### PROVIDED PASSAGE:

========================

Words by The MR PORTER Team

7 January 2022

As we head into 2022, it’s time to take stock and make some plans for the coming months. Perhaps this is the year you’ll start learning Mandarin or finally sign up for that inexplicably expensive pottery class that you’ve been meaning to take. Maybe your resolution is to make it to summer with all your hair, and that’s fine, too. Whatever your goals, you are likely to need a kick to get started, so we’ve put together a selection of 22 sustainable products – from recycled backpacks to jeans that have been remade from denim off-cuts – so you can indulge in yourself and still feel good about it.


The snug sweater

Thinking of updating your winter wardrobe? Opt for a sweater. An all-round durable and timeless piece, it will accompany you for years to come. Finely crafted in Italy from recycled wool, this cosy crew-neck sweater by our in-house brand Mr P. will keep you toasty while the mercury’s dipped.


The recycled cashmere beanie

This classic thermal beanie by James Perse, a Californian brand that has mastered the art of luxury basics, is a winter essential worth the investment. Created from 100 per cent recycled cashmere, it won’t surge your carbon footprint and it looks as good as it feels.


The outdoorsy watch

An outdoors watch should be durable and low-maintenance and Timex has just the thing. This one is exclusive to MR PORTER and is solar-powered – so no need to stress about battery changes – and has a black stainless-steel case and recycled-fabric strap in khaki.


The repurposed water bottle

Bali-based brand Space Available uses plastic waste to make homeware and clothing, including last year’s limited-edition chair in collaboration with DJ Ms Peggy Gou. A good introduction to the brand is this repurposed steel and bamboo water bottle, which comes with a fun holder hand-woven from recycled plastic strips and an upcycled rope strap for when you’re on the go.


The reworked classics

Last year, we came up with 10 small steps to help you make your wardrobe more sustainable. When we suggested you invest in classic items, we meant something such as a pair of Converse Chuck 70s. These magenta ones have are made from recycled canvas.


The packable backpack

Outdoor adventures will feel all the more pleasant when you know your clothes (and equipment) aren’t harming your surroundings. This Epperson Mountaineering packable backpack might just be the lightest backpack you’ve ever owned (it’s made from 1.1oz recycled nylon-ripstop), but it’s also been treated with a durable water-repellent coating to keep the elements at bay.

========================

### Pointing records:
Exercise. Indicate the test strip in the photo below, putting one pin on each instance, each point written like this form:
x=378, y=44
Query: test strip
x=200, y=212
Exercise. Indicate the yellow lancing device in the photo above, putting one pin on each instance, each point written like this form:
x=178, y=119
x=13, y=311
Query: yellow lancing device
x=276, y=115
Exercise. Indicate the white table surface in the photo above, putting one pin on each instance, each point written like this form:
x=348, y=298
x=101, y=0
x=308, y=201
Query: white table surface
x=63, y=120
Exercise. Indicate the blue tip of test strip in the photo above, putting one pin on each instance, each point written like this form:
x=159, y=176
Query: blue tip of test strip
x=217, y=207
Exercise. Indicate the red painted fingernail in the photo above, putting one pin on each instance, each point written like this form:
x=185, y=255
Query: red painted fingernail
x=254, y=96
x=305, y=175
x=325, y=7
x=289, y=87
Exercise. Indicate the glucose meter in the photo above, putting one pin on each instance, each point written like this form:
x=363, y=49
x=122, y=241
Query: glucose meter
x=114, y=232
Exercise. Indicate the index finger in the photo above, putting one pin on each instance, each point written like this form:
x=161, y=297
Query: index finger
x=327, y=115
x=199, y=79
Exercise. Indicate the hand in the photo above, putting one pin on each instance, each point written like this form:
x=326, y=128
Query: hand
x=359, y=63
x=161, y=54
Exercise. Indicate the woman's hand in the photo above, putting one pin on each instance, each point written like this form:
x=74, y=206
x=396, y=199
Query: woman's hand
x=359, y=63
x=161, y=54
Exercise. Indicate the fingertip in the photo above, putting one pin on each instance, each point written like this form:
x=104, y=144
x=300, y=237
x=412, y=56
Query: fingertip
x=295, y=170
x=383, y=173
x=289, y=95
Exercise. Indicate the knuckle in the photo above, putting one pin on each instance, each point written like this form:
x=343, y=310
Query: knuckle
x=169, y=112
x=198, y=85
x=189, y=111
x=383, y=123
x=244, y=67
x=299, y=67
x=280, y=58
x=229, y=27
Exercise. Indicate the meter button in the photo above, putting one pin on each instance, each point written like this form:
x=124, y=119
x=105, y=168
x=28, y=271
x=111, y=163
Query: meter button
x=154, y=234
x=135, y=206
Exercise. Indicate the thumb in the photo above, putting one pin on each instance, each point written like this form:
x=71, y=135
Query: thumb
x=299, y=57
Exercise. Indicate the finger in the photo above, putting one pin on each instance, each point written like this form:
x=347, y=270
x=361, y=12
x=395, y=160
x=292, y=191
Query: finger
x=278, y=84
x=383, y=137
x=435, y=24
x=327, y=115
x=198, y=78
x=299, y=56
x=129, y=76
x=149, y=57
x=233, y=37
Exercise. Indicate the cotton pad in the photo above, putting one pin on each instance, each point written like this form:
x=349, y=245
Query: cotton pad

========================

### YOUR TASKS:
1. List every product section heading that appears in the sustainable-products article.
2. From the sustainable-products article, reproduce word for word the passage starting with "Last year, we" and going on through "elements at bay.".

### WORKED SOLUTIONS:
1.
The snug sweater
The recycled cashmere beanie
The outdoorsy watch
The repurposed water bottle
The reworked classics
The packable backpack

2.
Last year, we came up with 10 small steps to help you make your wardrobe more sustainable. When we suggested you invest in classic items, we meant something such as a pair of Converse Chuck 70s. These magenta ones have are made from recycled canvas.


The packable backpack

Outdoor adventures will feel all the more pleasant when you know your clothes (and equipment) aren’t harming your surroundings. This Epperson Mountaineering packable backpack might just be the lightest backpack you’ve ever owned (it’s made from 1.1oz recycled nylon-ripstop), but it’s also been treated with a durable water-repellent coating to keep the elements at bay.